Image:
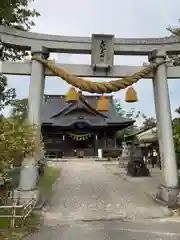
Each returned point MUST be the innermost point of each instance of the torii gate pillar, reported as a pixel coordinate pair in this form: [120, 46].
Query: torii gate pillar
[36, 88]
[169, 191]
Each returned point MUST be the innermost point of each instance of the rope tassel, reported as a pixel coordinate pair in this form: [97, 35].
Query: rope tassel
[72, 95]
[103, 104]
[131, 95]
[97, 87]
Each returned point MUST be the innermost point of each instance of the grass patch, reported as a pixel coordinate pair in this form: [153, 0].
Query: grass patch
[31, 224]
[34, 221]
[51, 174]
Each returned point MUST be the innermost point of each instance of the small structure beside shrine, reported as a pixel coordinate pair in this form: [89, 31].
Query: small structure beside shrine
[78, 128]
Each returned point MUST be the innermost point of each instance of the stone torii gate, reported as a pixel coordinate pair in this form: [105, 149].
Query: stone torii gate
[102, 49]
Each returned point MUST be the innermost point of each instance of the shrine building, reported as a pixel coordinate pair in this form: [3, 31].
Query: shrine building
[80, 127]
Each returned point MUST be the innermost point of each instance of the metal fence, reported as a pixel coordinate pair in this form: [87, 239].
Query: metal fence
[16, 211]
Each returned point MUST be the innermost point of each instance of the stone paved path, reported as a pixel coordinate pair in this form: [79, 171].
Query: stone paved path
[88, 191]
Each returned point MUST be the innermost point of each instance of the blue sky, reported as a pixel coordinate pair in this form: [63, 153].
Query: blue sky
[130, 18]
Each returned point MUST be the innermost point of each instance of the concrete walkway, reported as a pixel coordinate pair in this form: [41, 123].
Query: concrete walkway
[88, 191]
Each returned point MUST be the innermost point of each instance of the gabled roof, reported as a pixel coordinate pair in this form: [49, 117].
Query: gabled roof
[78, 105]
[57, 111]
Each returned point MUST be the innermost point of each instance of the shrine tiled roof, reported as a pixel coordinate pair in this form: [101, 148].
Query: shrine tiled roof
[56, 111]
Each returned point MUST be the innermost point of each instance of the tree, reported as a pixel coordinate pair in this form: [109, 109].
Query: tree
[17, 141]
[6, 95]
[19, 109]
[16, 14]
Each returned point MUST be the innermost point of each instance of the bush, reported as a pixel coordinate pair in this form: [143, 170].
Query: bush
==
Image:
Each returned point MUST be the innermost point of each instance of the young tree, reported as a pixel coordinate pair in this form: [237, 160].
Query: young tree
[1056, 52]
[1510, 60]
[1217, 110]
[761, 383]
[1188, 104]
...
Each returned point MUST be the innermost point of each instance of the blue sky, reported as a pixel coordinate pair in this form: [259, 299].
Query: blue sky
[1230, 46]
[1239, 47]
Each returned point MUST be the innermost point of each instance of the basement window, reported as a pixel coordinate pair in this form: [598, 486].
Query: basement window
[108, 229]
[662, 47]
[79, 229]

# TASK TO CARRY OUT
Taking the lines above, repeat exactly those from the line that contains "form: [49, 117]." through the line that contains "Query: bush", and both of those lines as well. Include nothing else.

# EXPECTED ANSWER
Each returned point MUST be the innermost point of each instance of the gabled roof, reported as a pixel coordinate pair in this form: [49, 117].
Query: gabled roof
[78, 105]
[57, 111]
Each returned point MUST be the innermost point of each instance of the shrine tiled roof, reported as a pixel coordinate pair in this form: [101, 148].
Query: shrine tiled roof
[56, 111]
Each returned point MUST be the innermost point of each instance of the tree, reported as a pixel coordinate pair in this form: [109, 109].
Query: tree
[17, 141]
[6, 95]
[19, 109]
[16, 14]
Each returned point MUST be the innermost point of each instance of the bush, reported as a pixel coordinate pair in this form: [143, 170].
Query: bush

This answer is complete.